§ Given problem:
Extract every line of the records below and reproduce each one verbatim.

§ Records provided:
+-------+

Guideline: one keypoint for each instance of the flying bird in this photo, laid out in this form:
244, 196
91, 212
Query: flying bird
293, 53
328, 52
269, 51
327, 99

+-------+

§ Task output:
Guideline: one keypoint for each instance of the flying bird in this photo, laid out in this form:
244, 196
91, 212
Query: flying bird
293, 53
328, 52
269, 51
327, 99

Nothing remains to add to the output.